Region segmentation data

○ ○ ○ ○ ○

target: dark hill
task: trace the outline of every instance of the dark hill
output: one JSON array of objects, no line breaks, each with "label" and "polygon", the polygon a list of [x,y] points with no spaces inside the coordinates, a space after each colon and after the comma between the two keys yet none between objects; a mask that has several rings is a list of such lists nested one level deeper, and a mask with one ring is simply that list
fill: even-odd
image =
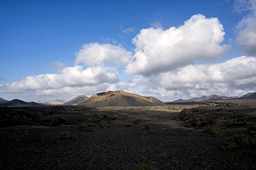
[{"label": "dark hill", "polygon": [[9,101],[5,100],[5,99],[4,99],[4,98],[0,98],[0,104],[7,103],[7,102],[8,102],[8,101]]},{"label": "dark hill", "polygon": [[153,97],[144,97],[123,91],[109,91],[92,95],[79,104],[82,107],[165,106]]},{"label": "dark hill", "polygon": [[249,92],[247,93],[240,98],[238,98],[237,99],[256,99],[256,92]]},{"label": "dark hill", "polygon": [[25,102],[19,99],[13,99],[7,103],[0,104],[0,106],[40,106],[40,104],[34,102]]},{"label": "dark hill", "polygon": [[86,95],[79,95],[73,98],[72,100],[64,103],[64,105],[79,105],[88,98]]}]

○ ○ ○ ○ ○

Print each row above word for word, leaving out the pictures.

__Solution to the exercise__
target: dark hill
task: trace the outline of every instance of the dark hill
output: one JSON array of objects, no line breaks, each with "label" and "polygon", the polygon a list of [x,y] points with no spaces inside the coordinates, a space after each colon and after the comma between the two keys yet none between objects; a mask that has several rings is a list of such lists nested one level deeper, and a mask with one ring is simply that list
fill: even-odd
image =
[{"label": "dark hill", "polygon": [[9,101],[5,100],[5,99],[4,99],[4,98],[0,98],[0,104],[7,103],[7,102],[8,102],[8,101]]},{"label": "dark hill", "polygon": [[153,97],[144,97],[123,91],[109,91],[92,95],[79,104],[82,107],[165,106]]},{"label": "dark hill", "polygon": [[249,92],[247,93],[240,98],[238,98],[237,99],[256,99],[256,92]]},{"label": "dark hill", "polygon": [[25,102],[19,99],[13,99],[7,103],[0,104],[0,106],[40,106],[40,104],[34,102]]},{"label": "dark hill", "polygon": [[86,95],[79,95],[73,98],[72,100],[64,103],[64,105],[79,105],[88,98]]}]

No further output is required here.